EXERCISE REQUIREMENTS: Write out, word for word, only the lines from the one with "TARGET = tower top spire" to the end of the data below.

TASK MATERIAL:
-=-=-=-=-

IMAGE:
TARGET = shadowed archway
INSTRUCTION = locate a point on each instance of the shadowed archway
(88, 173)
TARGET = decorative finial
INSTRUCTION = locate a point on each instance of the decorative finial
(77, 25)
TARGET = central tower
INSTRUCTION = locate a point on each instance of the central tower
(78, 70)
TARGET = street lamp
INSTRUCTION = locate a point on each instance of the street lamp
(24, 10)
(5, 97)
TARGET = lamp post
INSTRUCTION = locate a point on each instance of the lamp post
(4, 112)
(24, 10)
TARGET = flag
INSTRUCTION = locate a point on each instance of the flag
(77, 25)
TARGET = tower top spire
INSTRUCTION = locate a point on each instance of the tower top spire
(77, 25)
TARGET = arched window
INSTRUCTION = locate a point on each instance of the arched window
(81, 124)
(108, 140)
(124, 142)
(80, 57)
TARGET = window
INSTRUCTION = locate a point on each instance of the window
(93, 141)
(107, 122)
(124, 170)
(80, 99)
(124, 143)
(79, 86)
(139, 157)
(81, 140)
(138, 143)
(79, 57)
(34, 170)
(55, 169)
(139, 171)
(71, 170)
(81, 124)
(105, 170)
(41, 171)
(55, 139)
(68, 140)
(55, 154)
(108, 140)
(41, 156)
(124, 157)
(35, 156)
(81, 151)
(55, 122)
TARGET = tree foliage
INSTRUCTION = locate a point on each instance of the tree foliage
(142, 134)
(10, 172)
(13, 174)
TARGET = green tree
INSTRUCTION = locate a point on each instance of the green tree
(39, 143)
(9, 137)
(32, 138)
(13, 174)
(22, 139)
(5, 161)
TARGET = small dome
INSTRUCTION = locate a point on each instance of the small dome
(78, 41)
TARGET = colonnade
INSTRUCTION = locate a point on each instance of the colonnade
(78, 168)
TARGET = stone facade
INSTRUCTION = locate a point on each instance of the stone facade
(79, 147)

-=-=-=-=-

WRITTEN ANSWER:
TARGET = tower top spire
INSTRUCTION = locate a point on each instance of the tower top spire
(77, 25)
TARGET = arched window
INSTRUCTION = locate a point on each instance of the arched window
(81, 124)
(108, 140)
(124, 142)
(80, 57)
TARGET = window
INSTRUCTION = locate a point on each instance of the window
(93, 141)
(107, 122)
(124, 170)
(80, 99)
(124, 143)
(79, 86)
(139, 157)
(81, 140)
(138, 143)
(79, 57)
(34, 170)
(55, 169)
(139, 171)
(71, 170)
(81, 124)
(105, 170)
(41, 171)
(55, 139)
(68, 140)
(55, 154)
(108, 140)
(41, 156)
(124, 157)
(35, 156)
(81, 151)
(55, 122)
TARGET = tree foliage
INSTRUCTION = locate a point on each instance of the tree foliage
(142, 134)
(10, 172)
(13, 174)
TARGET = green tree
INSTRUCTION = locate a point on each instance of the green tree
(39, 143)
(9, 137)
(32, 138)
(13, 174)
(22, 139)
(5, 161)
TARGET = small dome
INSTRUCTION = locate a point on each instance of the small dome
(78, 41)
TARGET = colonnade
INSTRUCTION = locate a point on each instance of the colonnade
(78, 168)
TARGET = stone facade
INSTRUCTION = locate a point on each instance of the stone facade
(79, 147)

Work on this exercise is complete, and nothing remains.